Objectif 1 => Dans le texte sur le paillis, quelle épaisseur doit avoir la couche de paillis étendue sur une planche avant de la planter ?
Objectif 2 => Reprenez, s'il vous plaît, tout le texte sur le paillis depuis « Usage du paillis. » jusqu'à « nous la plantons. », en changeant « planche » en « plate-bande ».

On forme les paillis avec du fumier de cheval, très-court, c’est à dire à moitié consommé. Nous pouvons l’obtenir de trois manières :
- 1 du fumier de vieilles couches à melons, qui ont été faites dans des tranchées
- 2 de vieilles meules à champignons, qui ne rapportent plus
- 3 des débris de nos tas de fumier neuf, quand nous les démolissons pour faire nos couches. Tous ces fumiers courts et à moitié consommés se secouent avec une fourche, pour en faire tomber ce qui est trop consommé, et ce qui ne l’est pas trop forme les paillis.
Usage du paillis.
Chaque fois que nous labourons une planche et que nous l’avons dressée et râtelée, avant de la planter, nous étendons dessus une couche de paillis épaisse de 6 à 8 millimètres, et de manière à ce que la terre en soit parfaitement couverte, après quoi nous la plantons.

Bons effets du paillis.
Un paillis empêche la surface de la terre de sécher, de se crevasser ou de se fendre ; il la tient fraîche ; il fait que l’eau des arrosements ne s’écoule ni à droite ni à gauche,
qu’elle pénètre à l’endroit où on l’a versée, et s’oppose à son évaporation. Sans paillis, nous serions obligés de tripler les arrosements, et encore les légumes ne viendraient pas aussi bien.
Cependant le paillis a, selon nous, un petit inconvénient, qui fait qu’on ne doit pas le répandre sur les planches avant la fin d’avril ou le mois de mai ; c’est qu’il attire l’humidité plus que le terreau ; que, si des légumes tendres sont plantés de bonne heure, des laitues, par exemple, dans une planche couverte d’un paillis, les petites gelées tardives du printemps leur feraient plus de mal que si elles étaient dans
une planche couverte de terreau ; c’est pourquoi nous terreautons, mais ne paillons pas les planches ou côtières que nous plantons avant la fin d’avril.

2- Terreau,
Le terreau qu’on emploie dans la culture maraîchère provient du fumier consommé des couches que nous faisons sur terre. Ces couches, produisant plusieurs saisons,
sont aussi labourées plusieurs fois, fortement arrosées, et, à l’automne, leur fumier se trouve entièrement décomposé, changé en terreau gras ; alors nous le brisons avec une fourche, en le mêlant avec celui qui était sur la couche ; nous le mettons
en tas, et nous nous en servons ensuite pour mettre sur de nouvelles couches et pour faire nos terreautages.

Éléments d'annotation de régions
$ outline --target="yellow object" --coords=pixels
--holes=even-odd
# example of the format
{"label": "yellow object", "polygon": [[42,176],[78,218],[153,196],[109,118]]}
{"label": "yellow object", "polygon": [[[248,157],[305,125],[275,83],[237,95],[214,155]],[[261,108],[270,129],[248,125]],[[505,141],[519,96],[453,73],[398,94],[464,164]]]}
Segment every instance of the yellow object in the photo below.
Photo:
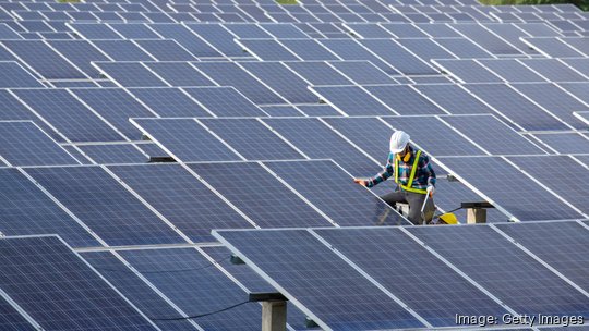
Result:
{"label": "yellow object", "polygon": [[[411,174],[409,175],[409,181],[407,182],[407,185],[402,185],[401,183],[399,183],[399,157],[395,159],[395,183],[397,183],[397,185],[399,185],[405,191],[420,193],[420,194],[428,194],[426,189],[419,189],[419,188],[411,187],[413,185],[413,179],[416,177],[416,173],[417,173],[417,169],[419,164],[419,156],[421,156],[421,150],[418,150],[416,154],[416,160],[413,161],[413,167],[411,167]],[[409,159],[407,159],[407,161],[409,161]]]}
{"label": "yellow object", "polygon": [[456,214],[448,212],[440,216],[440,220],[446,224],[458,224],[458,219]]}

Réponse finale 1 => De 6 à 8 millimètres.

Réponse finale 2 =>
Usage du paillis.
Chaque fois que nous labourons une plate-bande et que nous l’avons dressée et râtelée, avant de la planter, nous étendons dessus une couche de paillis épaisse de 6 à 8 millimètres, et de manière à ce que la terre en soit parfaitement couverte, après quoi nous la plantons.